• [WHAT TO DO]:
Lines in the listing below that contain the string "single" are to be found and copied.

• [GIVEN RECORDS]:
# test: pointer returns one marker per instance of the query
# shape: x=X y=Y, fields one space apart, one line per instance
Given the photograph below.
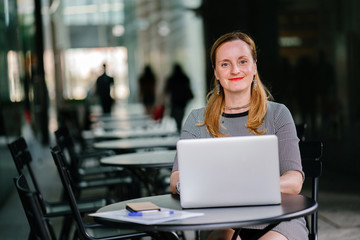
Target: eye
x=225 y=64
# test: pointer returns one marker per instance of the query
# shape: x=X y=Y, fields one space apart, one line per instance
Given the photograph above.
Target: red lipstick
x=236 y=79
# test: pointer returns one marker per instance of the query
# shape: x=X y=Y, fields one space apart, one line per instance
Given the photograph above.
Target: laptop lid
x=229 y=171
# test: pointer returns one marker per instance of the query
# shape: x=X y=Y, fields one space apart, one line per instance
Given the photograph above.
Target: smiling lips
x=236 y=79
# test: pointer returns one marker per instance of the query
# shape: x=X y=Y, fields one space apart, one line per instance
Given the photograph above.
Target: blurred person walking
x=178 y=87
x=103 y=87
x=147 y=89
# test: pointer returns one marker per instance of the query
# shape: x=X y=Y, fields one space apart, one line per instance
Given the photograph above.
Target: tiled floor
x=339 y=208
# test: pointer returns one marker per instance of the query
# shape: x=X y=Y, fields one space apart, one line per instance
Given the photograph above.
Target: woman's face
x=235 y=68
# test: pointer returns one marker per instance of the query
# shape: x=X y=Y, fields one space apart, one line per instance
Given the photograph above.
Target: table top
x=99 y=133
x=149 y=159
x=138 y=143
x=292 y=206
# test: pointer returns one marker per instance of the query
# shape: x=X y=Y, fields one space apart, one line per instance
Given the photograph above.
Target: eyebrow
x=224 y=60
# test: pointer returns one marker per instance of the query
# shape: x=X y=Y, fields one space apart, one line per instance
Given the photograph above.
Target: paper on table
x=164 y=215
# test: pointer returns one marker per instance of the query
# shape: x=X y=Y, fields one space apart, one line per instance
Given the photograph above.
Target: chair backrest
x=22 y=158
x=301 y=131
x=311 y=153
x=40 y=226
x=65 y=177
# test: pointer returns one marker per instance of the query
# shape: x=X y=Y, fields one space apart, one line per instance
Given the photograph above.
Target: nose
x=235 y=69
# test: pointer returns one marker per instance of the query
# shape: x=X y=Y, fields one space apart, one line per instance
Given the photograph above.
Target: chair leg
x=66 y=227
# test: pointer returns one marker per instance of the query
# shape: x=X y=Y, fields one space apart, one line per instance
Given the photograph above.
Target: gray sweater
x=278 y=121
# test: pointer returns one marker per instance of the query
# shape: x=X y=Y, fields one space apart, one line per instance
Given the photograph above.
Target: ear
x=216 y=75
x=255 y=68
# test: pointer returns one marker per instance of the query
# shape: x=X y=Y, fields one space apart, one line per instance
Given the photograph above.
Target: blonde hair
x=215 y=102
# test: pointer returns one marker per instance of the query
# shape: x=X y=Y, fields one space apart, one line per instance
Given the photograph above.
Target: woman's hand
x=174 y=178
x=291 y=182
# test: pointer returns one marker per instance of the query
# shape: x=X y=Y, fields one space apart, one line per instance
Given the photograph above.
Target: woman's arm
x=291 y=182
x=174 y=178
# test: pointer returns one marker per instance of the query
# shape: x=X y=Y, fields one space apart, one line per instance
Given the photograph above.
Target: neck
x=236 y=107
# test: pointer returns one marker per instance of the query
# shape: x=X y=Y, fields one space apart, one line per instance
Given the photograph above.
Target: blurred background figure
x=147 y=83
x=103 y=85
x=178 y=87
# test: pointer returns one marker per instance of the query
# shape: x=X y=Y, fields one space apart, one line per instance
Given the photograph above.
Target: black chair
x=22 y=159
x=82 y=231
x=66 y=142
x=90 y=177
x=311 y=153
x=40 y=226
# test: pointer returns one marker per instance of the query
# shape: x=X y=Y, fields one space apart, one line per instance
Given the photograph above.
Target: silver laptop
x=229 y=171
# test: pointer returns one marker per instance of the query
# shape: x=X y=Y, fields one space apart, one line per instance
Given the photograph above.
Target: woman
x=238 y=106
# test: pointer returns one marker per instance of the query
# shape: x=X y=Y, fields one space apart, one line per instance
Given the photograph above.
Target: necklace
x=237 y=108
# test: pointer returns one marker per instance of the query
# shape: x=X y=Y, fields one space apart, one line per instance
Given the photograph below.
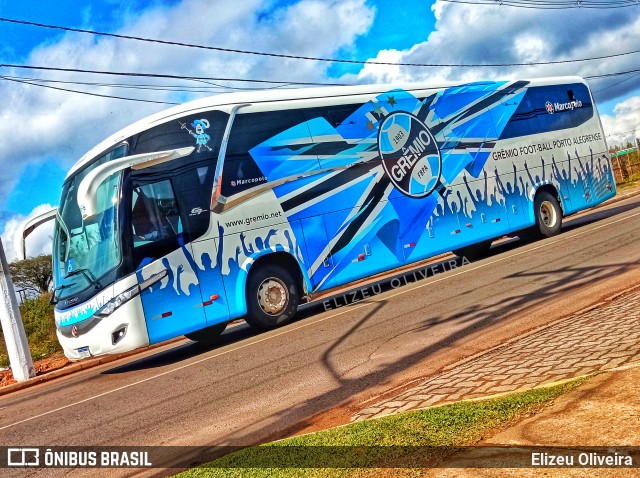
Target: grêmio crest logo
x=410 y=155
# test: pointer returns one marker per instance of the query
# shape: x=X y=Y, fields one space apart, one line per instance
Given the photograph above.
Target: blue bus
x=246 y=204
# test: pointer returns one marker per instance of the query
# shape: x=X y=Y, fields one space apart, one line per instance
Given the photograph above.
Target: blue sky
x=45 y=131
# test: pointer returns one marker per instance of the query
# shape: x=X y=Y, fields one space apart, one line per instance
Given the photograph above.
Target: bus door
x=481 y=213
x=174 y=305
x=208 y=265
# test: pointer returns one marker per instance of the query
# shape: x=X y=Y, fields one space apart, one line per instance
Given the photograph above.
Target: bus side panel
x=173 y=306
x=240 y=246
x=208 y=268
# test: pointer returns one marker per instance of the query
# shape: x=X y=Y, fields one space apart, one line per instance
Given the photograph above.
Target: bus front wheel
x=272 y=297
x=548 y=214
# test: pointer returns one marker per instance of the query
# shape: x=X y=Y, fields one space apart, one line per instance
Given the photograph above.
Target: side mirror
x=31 y=226
x=87 y=190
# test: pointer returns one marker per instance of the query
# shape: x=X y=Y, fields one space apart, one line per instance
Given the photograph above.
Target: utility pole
x=12 y=326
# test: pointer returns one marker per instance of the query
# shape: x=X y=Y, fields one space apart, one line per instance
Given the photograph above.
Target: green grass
x=391 y=440
x=39 y=325
x=632 y=183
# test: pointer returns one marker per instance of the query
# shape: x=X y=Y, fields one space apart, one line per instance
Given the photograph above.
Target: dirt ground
x=42 y=366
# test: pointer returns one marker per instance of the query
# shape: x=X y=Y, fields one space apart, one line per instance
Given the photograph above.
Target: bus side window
x=155 y=219
x=193 y=191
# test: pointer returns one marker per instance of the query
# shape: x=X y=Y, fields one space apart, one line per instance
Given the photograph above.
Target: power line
x=200 y=78
x=134 y=86
x=609 y=75
x=617 y=83
x=552 y=5
x=86 y=92
x=308 y=58
x=159 y=75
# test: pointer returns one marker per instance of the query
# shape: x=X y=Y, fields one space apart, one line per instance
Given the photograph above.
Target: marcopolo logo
x=549 y=107
x=409 y=153
x=557 y=106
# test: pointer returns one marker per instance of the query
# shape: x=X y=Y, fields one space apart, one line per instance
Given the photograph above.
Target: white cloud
x=479 y=34
x=38 y=123
x=39 y=242
x=624 y=126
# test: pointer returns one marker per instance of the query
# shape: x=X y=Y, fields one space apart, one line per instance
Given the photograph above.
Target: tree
x=34 y=275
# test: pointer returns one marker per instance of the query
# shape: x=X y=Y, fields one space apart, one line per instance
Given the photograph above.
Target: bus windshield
x=85 y=250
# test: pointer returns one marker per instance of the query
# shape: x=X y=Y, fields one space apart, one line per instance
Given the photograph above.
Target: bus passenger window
x=154 y=216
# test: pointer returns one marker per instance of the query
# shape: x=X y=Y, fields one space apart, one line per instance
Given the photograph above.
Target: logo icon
x=23 y=457
x=410 y=154
x=549 y=107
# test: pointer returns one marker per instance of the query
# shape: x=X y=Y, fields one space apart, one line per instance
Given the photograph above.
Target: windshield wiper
x=54 y=300
x=87 y=275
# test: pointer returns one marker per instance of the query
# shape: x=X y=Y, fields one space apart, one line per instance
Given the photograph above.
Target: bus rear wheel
x=272 y=297
x=209 y=335
x=548 y=214
x=474 y=252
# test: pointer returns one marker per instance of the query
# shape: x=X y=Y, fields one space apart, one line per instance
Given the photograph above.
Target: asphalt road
x=320 y=369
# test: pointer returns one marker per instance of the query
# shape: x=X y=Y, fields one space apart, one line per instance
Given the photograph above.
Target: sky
x=44 y=131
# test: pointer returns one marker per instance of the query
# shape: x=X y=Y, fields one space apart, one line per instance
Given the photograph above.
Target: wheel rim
x=548 y=214
x=272 y=296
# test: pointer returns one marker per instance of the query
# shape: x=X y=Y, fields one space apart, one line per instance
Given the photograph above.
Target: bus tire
x=548 y=214
x=208 y=335
x=272 y=297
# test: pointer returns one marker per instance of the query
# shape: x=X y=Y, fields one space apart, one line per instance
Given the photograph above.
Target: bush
x=39 y=325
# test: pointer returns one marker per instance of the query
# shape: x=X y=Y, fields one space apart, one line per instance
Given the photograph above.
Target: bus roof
x=228 y=100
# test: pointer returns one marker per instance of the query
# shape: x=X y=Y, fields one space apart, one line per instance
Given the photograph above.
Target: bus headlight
x=124 y=297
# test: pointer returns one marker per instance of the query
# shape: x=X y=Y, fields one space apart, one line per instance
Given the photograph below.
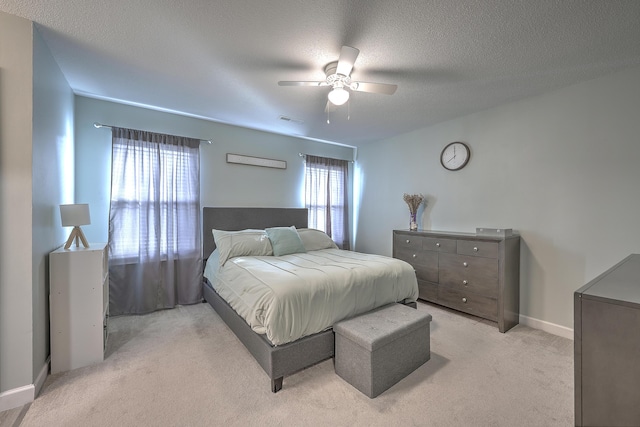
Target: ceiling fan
x=339 y=79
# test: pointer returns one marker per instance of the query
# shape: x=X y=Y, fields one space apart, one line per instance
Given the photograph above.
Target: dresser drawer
x=476 y=248
x=406 y=241
x=479 y=275
x=469 y=302
x=424 y=263
x=428 y=291
x=439 y=244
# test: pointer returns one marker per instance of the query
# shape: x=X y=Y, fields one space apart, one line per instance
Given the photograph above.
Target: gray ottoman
x=377 y=349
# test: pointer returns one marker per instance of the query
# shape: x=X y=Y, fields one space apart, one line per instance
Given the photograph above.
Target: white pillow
x=231 y=244
x=314 y=240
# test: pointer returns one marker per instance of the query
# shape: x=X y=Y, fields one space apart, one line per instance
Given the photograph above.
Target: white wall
x=36 y=123
x=221 y=184
x=561 y=168
x=15 y=202
x=53 y=180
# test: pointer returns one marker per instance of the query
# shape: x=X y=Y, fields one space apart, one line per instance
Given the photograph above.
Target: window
x=155 y=257
x=326 y=197
x=152 y=187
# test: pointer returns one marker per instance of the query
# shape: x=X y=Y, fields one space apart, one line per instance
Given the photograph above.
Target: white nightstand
x=78 y=305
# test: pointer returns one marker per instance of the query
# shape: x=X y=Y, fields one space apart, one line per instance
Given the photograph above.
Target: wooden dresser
x=607 y=347
x=473 y=273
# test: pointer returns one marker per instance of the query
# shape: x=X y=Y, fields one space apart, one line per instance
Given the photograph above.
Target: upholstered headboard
x=233 y=219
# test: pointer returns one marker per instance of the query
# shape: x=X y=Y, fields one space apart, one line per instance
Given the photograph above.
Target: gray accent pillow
x=231 y=244
x=314 y=240
x=285 y=240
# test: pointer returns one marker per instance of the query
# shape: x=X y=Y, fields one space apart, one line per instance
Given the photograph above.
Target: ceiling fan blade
x=347 y=58
x=294 y=83
x=383 y=88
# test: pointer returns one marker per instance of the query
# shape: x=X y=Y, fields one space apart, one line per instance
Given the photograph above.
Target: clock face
x=455 y=156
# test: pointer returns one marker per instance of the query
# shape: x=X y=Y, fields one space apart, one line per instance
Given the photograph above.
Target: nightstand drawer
x=476 y=274
x=439 y=244
x=475 y=248
x=469 y=302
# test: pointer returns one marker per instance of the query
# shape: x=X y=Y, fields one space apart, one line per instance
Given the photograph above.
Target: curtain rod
x=304 y=156
x=100 y=125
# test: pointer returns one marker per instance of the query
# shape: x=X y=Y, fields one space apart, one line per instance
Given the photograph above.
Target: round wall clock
x=455 y=156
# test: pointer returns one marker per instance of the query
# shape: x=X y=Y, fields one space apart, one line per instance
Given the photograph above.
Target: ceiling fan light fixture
x=338 y=96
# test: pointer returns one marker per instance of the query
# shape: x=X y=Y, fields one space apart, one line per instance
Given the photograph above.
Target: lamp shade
x=73 y=215
x=338 y=96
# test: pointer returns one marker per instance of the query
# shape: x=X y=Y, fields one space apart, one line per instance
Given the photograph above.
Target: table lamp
x=75 y=215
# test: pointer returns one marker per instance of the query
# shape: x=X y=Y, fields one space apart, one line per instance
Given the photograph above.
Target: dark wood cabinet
x=476 y=274
x=607 y=347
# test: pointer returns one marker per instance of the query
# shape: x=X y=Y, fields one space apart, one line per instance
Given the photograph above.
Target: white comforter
x=292 y=296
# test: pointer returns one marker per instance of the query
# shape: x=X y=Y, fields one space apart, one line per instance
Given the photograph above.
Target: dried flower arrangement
x=413 y=201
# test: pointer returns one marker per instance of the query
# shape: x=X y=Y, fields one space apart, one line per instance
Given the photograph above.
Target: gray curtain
x=155 y=257
x=326 y=197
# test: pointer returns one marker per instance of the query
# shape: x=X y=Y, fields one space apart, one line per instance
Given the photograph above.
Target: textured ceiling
x=221 y=60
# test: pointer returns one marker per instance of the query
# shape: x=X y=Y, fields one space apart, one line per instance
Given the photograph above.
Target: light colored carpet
x=184 y=367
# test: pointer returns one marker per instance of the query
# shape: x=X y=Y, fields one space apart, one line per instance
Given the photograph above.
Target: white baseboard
x=552 y=328
x=41 y=378
x=26 y=394
x=17 y=397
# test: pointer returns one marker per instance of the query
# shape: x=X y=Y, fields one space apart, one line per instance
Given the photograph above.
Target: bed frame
x=277 y=361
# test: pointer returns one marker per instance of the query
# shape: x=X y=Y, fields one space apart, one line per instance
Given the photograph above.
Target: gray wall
x=561 y=168
x=221 y=184
x=36 y=144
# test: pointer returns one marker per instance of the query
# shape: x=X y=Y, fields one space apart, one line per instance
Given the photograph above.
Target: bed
x=292 y=353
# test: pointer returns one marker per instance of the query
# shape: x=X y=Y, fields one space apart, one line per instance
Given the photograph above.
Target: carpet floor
x=184 y=367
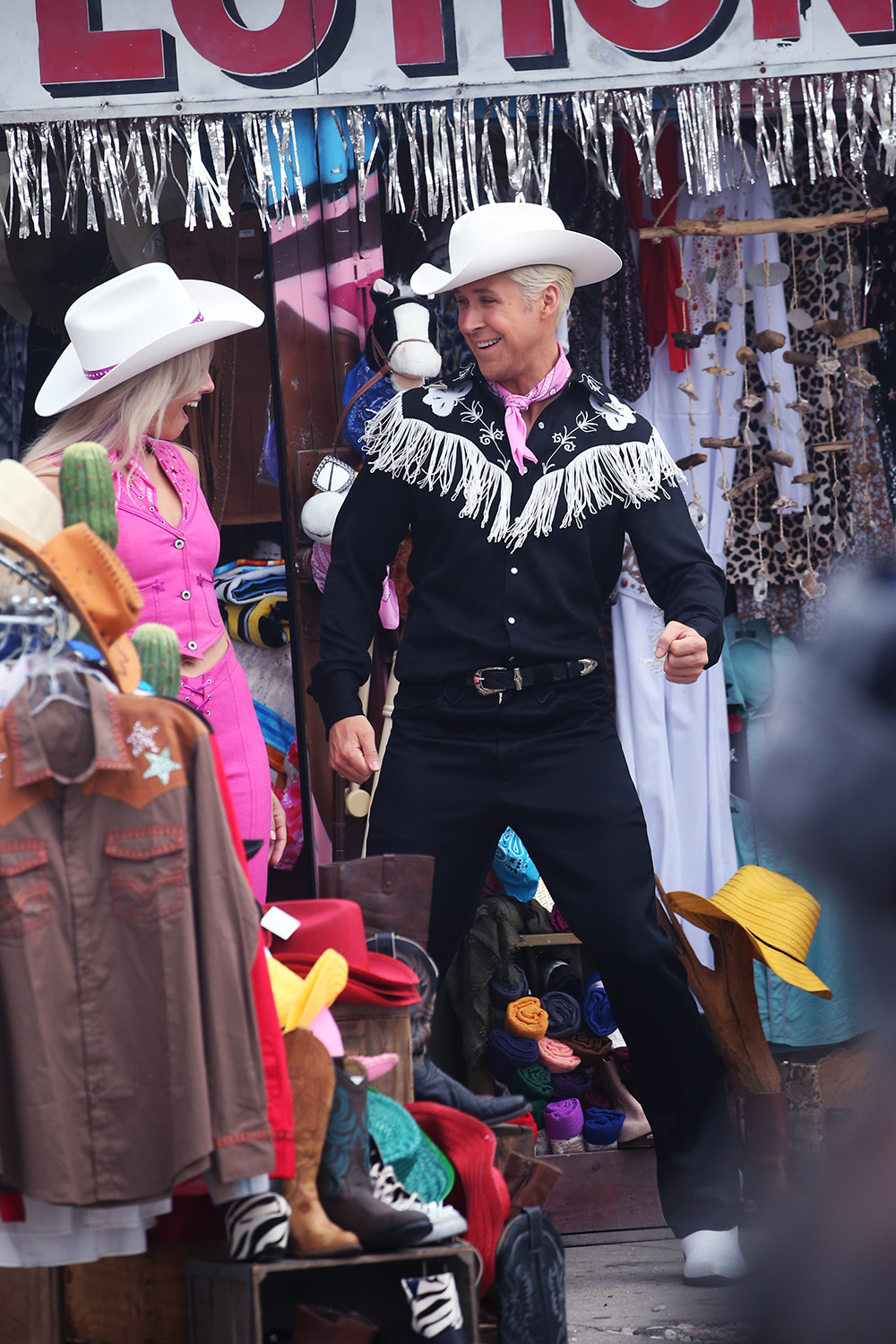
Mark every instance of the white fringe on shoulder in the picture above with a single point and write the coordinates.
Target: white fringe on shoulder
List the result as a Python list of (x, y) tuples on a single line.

• [SOLUTION TO THE EXERCISE]:
Mark every instance of the white fringe on shoulder in the picture above with a single point and write the coordinates.
List the result as a Python list of (x, y) tuples on a single line.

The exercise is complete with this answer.